[Records contained in a dataset]
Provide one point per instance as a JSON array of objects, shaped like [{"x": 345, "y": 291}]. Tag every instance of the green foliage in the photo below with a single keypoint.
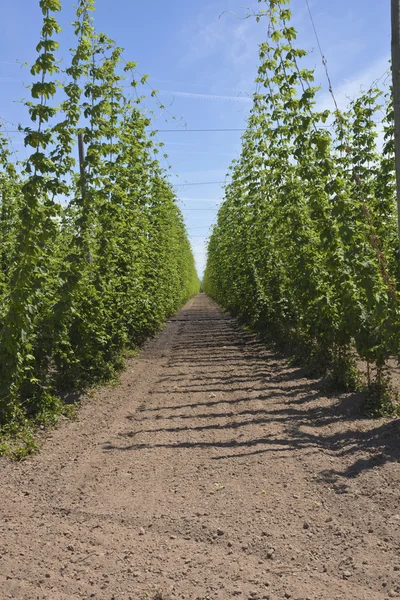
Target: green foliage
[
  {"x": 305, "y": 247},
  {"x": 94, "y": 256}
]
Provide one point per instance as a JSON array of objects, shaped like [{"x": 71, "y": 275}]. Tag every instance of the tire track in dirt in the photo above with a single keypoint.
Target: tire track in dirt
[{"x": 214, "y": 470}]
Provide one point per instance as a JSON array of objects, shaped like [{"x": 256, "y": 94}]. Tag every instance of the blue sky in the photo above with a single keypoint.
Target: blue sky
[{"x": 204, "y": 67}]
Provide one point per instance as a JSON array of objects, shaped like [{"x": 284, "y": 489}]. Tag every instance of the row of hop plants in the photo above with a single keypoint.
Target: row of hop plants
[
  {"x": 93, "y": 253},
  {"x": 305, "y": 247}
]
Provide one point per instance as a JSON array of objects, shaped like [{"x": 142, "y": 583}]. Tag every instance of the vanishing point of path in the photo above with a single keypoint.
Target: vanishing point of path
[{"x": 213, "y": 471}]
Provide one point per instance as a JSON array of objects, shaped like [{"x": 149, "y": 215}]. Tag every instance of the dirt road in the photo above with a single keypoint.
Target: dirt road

■ Exercise details ■
Set down the material above as is, without any pictures.

■ Task response ■
Provide one point per instance as a JSON array of objects, shaped like [{"x": 345, "y": 291}]. Tag every instance of the green foliage in the photo below with a single keypoint.
Target: green foliage
[
  {"x": 305, "y": 247},
  {"x": 94, "y": 256}
]
Provide one point per instance as a JSON array of objects, shaped like [{"x": 71, "y": 275}]. Tag every instance of the tire track in dirt in the photo above with a single keypoint.
Target: tire track in dirt
[{"x": 214, "y": 470}]
Provide one point per instance as a JSON array of objects, shaped like [{"x": 256, "y": 94}]. Tag every instance of the blue sky in the photo above with a single keypoint.
Target: blue sky
[{"x": 204, "y": 67}]
Provide one point per instance as a JSON array of objects, shaped like [{"x": 284, "y": 489}]. Tag every instance of the row of hop plants in the photo above with a single keypoint.
Target: row of hop plants
[
  {"x": 93, "y": 253},
  {"x": 305, "y": 247}
]
Provide one point per instance as a JSON array of objects, shaped like [{"x": 142, "y": 583}]. Tag every instance of the vanishing point of path in the photo above with a single keypoint.
Target: vanishing point of path
[{"x": 213, "y": 471}]
Provide one point per instance as a JSON array of objects, shaped like [{"x": 149, "y": 215}]. Tag every instance of the dirt road in the photo above with a single keypoint.
Target: dirt road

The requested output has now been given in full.